> _Given request_
Reproduce every one of the entries below character for character, with no line altered.

> _Data provided_
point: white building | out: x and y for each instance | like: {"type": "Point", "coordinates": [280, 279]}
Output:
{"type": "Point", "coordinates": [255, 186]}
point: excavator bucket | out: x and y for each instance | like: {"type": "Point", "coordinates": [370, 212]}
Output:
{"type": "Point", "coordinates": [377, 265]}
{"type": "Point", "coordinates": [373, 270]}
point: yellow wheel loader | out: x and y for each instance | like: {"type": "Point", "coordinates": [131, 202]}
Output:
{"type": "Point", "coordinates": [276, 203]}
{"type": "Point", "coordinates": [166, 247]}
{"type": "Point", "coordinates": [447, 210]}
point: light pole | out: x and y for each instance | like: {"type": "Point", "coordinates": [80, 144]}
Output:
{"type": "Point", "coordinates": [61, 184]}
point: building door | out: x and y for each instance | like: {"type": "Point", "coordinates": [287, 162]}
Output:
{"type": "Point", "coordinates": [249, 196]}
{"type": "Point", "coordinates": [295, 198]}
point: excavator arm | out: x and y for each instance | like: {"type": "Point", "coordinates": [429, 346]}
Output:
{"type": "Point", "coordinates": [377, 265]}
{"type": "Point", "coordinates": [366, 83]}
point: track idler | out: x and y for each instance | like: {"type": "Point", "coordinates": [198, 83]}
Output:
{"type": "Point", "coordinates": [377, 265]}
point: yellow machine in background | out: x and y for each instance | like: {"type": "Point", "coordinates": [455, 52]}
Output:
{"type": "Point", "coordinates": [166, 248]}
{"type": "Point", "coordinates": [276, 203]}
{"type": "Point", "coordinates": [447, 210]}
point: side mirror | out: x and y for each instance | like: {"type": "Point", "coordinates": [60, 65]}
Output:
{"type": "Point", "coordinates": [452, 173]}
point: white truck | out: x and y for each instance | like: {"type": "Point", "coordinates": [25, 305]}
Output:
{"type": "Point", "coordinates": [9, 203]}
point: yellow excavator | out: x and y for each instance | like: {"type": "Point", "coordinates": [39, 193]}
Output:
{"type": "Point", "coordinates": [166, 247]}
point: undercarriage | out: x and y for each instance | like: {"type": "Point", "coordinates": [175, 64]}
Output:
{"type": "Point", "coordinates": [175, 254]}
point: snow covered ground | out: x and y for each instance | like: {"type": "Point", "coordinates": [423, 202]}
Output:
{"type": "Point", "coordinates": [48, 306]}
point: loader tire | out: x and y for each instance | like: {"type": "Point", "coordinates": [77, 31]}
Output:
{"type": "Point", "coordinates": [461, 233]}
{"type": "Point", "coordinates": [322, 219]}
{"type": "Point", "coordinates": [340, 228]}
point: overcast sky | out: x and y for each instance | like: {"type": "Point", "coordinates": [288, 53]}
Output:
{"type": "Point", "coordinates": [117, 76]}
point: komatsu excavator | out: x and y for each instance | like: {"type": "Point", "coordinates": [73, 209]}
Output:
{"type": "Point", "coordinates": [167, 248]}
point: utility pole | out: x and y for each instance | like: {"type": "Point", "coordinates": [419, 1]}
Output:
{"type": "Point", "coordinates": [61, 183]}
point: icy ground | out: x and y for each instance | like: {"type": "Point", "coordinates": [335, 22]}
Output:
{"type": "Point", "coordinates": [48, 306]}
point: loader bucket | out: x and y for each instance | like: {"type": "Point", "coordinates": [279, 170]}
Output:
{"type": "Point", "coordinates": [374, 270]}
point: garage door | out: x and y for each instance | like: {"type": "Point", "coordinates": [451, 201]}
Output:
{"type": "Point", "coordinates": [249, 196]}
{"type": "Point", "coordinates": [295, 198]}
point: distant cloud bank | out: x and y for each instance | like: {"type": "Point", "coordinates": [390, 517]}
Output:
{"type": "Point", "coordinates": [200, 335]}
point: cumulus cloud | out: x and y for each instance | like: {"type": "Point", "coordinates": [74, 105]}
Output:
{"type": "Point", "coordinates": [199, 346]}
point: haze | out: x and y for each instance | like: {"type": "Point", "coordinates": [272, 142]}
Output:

> _Result_
point: white building | out: x and y for each instance | like: {"type": "Point", "coordinates": [280, 279]}
Output:
{"type": "Point", "coordinates": [255, 186]}
point: excavator bucket | out: x and y for each instance | like: {"type": "Point", "coordinates": [370, 212]}
Output:
{"type": "Point", "coordinates": [377, 265]}
{"type": "Point", "coordinates": [373, 270]}
point: yellow wheel loader | out: x and y for each instance | like: {"type": "Point", "coordinates": [131, 202]}
Output:
{"type": "Point", "coordinates": [276, 203]}
{"type": "Point", "coordinates": [166, 247]}
{"type": "Point", "coordinates": [447, 210]}
point: light pole | out: x and y for each instance | like: {"type": "Point", "coordinates": [80, 144]}
Output:
{"type": "Point", "coordinates": [61, 184]}
point: building door | out: x and y for each instance | like: {"type": "Point", "coordinates": [287, 162]}
Output:
{"type": "Point", "coordinates": [249, 196]}
{"type": "Point", "coordinates": [295, 198]}
point: excavator arm | out: x and y for each instance | like: {"type": "Point", "coordinates": [429, 346]}
Output:
{"type": "Point", "coordinates": [377, 265]}
{"type": "Point", "coordinates": [366, 83]}
point: track idler | out: x and y for each instance | like: {"type": "Point", "coordinates": [198, 83]}
Output:
{"type": "Point", "coordinates": [377, 265]}
point: yellow machine in background | out: x and y for each instance | like: {"type": "Point", "coordinates": [455, 52]}
Output:
{"type": "Point", "coordinates": [166, 248]}
{"type": "Point", "coordinates": [276, 203]}
{"type": "Point", "coordinates": [447, 210]}
point: side mirror | out: x and y for each instance | like: {"type": "Point", "coordinates": [60, 65]}
Output:
{"type": "Point", "coordinates": [452, 173]}
point: white truck | out: x and y for each instance | like: {"type": "Point", "coordinates": [25, 305]}
Output:
{"type": "Point", "coordinates": [9, 203]}
point: yellow excavator | out: x and y for each instance | like: {"type": "Point", "coordinates": [39, 193]}
Output:
{"type": "Point", "coordinates": [166, 247]}
point: undercarriage | out: x and y for each instance | like: {"type": "Point", "coordinates": [175, 64]}
Output:
{"type": "Point", "coordinates": [175, 254]}
point: snow covered ground | out: x and y for each instance | like: {"type": "Point", "coordinates": [423, 202]}
Output:
{"type": "Point", "coordinates": [48, 306]}
point: loader tire | out: x and y for each instance | like: {"type": "Point", "coordinates": [77, 31]}
Output:
{"type": "Point", "coordinates": [461, 233]}
{"type": "Point", "coordinates": [322, 219]}
{"type": "Point", "coordinates": [340, 228]}
point: overcast sky | out: x and y for each instance | like: {"type": "Point", "coordinates": [288, 53]}
Output:
{"type": "Point", "coordinates": [117, 76]}
point: komatsu excavator | out: x and y for each instance | like: {"type": "Point", "coordinates": [73, 209]}
Output:
{"type": "Point", "coordinates": [167, 248]}
point: utility pole | out: x and y for each instance | like: {"type": "Point", "coordinates": [419, 1]}
Output:
{"type": "Point", "coordinates": [61, 183]}
point: icy ground | out: x and y for each instance | like: {"type": "Point", "coordinates": [335, 22]}
Output:
{"type": "Point", "coordinates": [48, 306]}
point: loader bucket | out: x and y for each instance | like: {"type": "Point", "coordinates": [279, 170]}
Output:
{"type": "Point", "coordinates": [374, 270]}
point: garage door | out: x and y for each instance | like: {"type": "Point", "coordinates": [451, 201]}
Output:
{"type": "Point", "coordinates": [249, 196]}
{"type": "Point", "coordinates": [295, 198]}
point: distant cloud bank | out: x and y for each instance | like: {"type": "Point", "coordinates": [390, 517]}
Output:
{"type": "Point", "coordinates": [200, 335]}
point: cumulus cloud | out: x and y for each instance | like: {"type": "Point", "coordinates": [74, 105]}
Output:
{"type": "Point", "coordinates": [199, 346]}
point: haze | out: x and y for each instance | like: {"type": "Point", "coordinates": [272, 142]}
Output:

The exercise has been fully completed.